Count the lines in the listing below that contain the word "building" and report that number alone.

----

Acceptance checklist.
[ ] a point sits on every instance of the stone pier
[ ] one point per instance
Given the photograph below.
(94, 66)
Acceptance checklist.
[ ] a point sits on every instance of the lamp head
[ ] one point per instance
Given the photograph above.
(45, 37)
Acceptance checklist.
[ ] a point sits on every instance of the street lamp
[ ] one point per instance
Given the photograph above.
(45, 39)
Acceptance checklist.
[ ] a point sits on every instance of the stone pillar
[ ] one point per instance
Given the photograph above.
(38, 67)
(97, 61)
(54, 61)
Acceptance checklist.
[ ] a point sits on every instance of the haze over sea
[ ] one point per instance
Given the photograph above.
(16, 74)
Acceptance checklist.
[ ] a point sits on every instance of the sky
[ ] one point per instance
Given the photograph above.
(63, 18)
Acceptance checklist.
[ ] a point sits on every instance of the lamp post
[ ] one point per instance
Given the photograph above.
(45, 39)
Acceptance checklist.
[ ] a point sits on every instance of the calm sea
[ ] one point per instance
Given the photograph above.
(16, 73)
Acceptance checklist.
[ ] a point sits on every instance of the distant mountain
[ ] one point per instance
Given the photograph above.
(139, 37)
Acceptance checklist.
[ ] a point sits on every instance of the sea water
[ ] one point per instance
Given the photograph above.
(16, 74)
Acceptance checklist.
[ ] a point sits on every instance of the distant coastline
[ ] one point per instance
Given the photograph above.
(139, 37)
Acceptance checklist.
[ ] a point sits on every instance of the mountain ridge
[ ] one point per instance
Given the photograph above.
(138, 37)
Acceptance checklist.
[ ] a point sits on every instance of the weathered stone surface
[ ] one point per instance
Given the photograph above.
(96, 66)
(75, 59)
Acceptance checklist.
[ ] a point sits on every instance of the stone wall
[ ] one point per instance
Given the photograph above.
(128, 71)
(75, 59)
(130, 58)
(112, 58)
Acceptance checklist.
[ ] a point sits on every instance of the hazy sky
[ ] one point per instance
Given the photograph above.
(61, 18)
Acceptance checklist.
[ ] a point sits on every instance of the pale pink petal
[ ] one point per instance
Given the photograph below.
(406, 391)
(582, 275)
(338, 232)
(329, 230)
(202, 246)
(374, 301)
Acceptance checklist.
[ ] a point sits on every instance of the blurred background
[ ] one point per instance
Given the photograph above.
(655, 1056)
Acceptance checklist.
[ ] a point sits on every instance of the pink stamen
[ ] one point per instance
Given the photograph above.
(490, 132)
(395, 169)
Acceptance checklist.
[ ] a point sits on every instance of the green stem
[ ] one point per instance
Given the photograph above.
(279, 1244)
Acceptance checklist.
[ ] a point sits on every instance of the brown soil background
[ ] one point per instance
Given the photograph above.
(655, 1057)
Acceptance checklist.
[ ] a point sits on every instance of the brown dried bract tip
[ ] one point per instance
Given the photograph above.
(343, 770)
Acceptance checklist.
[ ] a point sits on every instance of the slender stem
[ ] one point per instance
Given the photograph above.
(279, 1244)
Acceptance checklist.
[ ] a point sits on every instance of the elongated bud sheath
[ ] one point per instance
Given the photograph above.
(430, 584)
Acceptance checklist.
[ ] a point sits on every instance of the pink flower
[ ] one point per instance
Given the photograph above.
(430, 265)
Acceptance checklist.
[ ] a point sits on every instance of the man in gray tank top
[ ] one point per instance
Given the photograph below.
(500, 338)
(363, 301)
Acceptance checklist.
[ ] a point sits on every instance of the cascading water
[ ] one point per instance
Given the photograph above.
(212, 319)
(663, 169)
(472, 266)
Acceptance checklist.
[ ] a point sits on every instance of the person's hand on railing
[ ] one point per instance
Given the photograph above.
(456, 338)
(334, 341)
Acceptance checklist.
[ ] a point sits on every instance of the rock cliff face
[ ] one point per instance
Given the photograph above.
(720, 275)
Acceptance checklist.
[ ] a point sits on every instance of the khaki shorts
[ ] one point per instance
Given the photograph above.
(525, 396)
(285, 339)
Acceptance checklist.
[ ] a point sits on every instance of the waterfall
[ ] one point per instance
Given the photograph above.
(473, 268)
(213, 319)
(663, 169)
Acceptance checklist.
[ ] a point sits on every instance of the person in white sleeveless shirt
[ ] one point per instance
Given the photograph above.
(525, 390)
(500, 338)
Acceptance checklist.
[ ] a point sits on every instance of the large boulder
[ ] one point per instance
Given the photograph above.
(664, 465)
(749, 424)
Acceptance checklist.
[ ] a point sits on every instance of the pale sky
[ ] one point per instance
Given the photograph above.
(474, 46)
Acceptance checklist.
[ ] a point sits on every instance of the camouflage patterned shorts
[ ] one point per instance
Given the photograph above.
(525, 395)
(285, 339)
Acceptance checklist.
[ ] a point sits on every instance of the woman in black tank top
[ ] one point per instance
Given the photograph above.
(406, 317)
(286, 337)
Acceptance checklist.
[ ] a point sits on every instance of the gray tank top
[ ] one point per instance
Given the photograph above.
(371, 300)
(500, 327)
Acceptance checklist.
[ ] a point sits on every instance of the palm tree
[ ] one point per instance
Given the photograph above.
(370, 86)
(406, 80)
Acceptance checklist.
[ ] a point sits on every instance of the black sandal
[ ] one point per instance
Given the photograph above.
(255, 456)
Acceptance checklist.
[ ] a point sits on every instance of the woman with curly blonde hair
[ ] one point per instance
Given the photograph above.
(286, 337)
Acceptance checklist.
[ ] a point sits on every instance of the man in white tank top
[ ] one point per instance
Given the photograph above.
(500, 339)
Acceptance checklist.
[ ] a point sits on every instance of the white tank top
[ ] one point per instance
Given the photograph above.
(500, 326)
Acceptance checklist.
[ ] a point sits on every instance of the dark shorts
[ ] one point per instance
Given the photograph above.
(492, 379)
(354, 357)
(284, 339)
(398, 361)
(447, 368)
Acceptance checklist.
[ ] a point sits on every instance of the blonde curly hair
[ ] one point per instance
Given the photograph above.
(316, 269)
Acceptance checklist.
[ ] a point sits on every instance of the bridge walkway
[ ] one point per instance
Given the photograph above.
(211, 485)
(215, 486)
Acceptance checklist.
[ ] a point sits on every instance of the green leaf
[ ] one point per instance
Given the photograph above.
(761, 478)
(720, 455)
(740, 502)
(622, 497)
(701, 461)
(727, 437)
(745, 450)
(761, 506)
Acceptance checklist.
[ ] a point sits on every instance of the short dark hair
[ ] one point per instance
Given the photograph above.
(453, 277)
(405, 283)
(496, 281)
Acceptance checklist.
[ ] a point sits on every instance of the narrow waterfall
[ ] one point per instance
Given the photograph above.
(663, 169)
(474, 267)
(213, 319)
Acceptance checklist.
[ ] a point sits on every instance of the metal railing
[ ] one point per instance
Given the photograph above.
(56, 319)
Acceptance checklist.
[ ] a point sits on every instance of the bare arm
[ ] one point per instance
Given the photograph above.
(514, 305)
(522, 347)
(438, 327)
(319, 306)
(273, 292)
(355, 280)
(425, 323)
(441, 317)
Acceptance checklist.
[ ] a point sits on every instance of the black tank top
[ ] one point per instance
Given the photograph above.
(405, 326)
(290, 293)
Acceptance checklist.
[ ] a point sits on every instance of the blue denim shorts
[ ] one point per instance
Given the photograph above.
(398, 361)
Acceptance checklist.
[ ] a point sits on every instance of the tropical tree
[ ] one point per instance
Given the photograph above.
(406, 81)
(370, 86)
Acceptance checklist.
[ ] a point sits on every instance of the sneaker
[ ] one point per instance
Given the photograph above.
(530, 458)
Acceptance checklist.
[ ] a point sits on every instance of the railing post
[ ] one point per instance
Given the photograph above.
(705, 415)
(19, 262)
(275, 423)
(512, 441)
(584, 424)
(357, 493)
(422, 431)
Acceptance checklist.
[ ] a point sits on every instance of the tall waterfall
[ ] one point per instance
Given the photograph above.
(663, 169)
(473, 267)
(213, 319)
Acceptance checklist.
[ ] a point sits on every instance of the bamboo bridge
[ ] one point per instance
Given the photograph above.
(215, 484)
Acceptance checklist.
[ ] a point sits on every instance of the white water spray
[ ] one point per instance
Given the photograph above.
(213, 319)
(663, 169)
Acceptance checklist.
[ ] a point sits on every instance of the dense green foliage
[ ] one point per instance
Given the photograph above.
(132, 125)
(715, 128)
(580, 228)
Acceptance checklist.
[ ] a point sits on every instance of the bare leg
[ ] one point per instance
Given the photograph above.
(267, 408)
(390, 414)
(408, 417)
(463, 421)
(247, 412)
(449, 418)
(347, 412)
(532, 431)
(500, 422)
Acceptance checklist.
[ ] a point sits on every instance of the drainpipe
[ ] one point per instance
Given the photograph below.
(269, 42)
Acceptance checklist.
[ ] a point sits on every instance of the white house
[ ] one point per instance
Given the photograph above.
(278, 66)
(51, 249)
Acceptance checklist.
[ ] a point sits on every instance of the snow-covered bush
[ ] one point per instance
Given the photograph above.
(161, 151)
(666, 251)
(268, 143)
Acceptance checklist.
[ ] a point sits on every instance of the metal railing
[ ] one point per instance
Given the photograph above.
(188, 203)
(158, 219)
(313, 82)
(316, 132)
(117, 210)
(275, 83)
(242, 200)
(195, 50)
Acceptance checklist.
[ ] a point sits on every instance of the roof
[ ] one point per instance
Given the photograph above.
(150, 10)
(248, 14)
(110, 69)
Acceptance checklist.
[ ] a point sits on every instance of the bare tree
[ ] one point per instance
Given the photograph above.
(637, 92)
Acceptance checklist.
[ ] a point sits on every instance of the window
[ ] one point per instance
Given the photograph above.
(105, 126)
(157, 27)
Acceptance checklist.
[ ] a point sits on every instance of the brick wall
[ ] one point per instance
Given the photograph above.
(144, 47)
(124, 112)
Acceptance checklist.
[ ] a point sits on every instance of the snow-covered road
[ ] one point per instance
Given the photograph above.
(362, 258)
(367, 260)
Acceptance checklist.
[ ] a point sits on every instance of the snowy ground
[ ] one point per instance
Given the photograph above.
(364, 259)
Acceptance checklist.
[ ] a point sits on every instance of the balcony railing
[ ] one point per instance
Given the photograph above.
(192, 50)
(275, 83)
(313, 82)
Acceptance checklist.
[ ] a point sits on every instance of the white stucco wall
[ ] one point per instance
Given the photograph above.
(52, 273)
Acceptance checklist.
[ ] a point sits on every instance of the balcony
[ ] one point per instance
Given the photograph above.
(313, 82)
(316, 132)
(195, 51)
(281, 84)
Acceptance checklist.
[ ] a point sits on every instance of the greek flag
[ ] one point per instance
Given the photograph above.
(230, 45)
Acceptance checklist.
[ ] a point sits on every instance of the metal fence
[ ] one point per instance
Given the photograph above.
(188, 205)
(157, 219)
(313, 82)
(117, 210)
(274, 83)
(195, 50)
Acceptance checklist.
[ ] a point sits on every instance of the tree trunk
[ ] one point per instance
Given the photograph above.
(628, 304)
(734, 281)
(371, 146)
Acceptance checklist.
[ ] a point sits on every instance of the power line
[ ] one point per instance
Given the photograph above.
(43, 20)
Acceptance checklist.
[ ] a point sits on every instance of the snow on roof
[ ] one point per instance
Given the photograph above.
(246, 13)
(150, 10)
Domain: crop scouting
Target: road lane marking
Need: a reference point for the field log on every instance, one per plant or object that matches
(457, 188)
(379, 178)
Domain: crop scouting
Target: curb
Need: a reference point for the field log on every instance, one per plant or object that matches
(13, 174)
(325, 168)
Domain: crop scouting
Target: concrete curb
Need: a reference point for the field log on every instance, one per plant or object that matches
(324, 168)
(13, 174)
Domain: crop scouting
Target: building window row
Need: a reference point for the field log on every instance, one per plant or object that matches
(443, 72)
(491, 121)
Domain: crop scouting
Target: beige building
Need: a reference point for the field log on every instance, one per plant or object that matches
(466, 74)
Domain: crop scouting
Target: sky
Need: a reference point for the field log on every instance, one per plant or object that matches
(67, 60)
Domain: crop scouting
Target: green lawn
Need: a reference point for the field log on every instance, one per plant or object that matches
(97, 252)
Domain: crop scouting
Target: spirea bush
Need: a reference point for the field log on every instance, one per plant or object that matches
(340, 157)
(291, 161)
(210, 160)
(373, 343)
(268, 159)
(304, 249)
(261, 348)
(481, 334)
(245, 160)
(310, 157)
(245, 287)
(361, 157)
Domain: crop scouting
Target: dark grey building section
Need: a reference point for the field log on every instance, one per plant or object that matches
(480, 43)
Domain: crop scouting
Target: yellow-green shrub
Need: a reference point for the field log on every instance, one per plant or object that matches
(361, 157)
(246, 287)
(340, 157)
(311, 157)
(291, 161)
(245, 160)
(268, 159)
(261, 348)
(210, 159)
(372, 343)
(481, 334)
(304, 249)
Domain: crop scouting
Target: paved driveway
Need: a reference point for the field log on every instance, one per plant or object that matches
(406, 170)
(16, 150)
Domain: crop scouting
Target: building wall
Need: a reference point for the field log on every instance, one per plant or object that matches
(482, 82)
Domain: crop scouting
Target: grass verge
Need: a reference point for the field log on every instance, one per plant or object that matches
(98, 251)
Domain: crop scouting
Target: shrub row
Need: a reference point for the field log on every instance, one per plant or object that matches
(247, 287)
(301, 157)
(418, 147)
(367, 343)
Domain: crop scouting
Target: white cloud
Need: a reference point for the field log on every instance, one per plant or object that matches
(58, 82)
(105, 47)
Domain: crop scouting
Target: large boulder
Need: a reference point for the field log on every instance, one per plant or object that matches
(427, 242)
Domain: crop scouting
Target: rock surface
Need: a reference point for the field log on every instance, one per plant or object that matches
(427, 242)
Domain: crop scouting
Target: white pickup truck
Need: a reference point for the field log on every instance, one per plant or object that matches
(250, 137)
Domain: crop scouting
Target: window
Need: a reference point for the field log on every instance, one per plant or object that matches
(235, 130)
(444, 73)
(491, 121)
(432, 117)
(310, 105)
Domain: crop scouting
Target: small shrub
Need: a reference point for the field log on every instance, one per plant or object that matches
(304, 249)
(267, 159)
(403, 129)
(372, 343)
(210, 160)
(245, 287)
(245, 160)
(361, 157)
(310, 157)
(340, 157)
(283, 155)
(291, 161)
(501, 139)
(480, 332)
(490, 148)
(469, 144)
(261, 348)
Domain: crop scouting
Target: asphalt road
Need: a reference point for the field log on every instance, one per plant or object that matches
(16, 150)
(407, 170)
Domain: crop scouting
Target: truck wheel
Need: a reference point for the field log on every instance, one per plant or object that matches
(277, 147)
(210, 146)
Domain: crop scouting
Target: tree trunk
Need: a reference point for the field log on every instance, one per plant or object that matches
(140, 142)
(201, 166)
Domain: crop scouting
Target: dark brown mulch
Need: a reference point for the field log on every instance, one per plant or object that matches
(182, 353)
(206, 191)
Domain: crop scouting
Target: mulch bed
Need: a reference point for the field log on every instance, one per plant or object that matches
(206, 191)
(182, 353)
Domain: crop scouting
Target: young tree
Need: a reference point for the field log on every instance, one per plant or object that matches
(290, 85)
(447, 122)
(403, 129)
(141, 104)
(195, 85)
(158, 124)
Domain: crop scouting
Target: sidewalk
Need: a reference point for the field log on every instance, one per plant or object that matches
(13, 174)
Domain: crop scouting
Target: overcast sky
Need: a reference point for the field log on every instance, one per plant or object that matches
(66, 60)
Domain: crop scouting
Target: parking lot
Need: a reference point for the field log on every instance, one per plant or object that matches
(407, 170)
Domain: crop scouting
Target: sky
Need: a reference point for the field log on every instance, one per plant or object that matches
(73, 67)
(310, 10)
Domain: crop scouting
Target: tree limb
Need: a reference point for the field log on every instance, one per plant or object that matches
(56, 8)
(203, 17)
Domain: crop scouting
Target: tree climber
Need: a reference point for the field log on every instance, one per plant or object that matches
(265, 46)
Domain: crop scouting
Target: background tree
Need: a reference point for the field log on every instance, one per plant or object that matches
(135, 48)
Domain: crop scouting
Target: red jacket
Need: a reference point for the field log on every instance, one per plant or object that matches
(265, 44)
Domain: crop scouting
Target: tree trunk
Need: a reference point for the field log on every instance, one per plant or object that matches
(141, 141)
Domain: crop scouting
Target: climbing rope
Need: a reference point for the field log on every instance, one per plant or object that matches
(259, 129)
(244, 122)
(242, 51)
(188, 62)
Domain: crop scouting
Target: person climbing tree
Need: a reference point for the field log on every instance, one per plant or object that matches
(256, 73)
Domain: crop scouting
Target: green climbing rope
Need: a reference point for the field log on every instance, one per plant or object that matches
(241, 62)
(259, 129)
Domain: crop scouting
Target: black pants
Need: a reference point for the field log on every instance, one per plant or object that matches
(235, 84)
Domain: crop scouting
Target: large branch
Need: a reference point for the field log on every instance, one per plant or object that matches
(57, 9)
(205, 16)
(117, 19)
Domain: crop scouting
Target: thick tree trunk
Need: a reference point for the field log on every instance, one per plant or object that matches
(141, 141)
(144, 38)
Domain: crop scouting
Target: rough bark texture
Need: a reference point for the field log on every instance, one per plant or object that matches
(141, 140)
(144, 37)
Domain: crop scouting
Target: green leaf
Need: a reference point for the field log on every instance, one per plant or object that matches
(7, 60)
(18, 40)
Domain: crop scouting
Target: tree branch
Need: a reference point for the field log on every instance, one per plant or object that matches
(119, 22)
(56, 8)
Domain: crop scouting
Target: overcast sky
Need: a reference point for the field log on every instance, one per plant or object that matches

----

WRITTEN RESPONSE:
4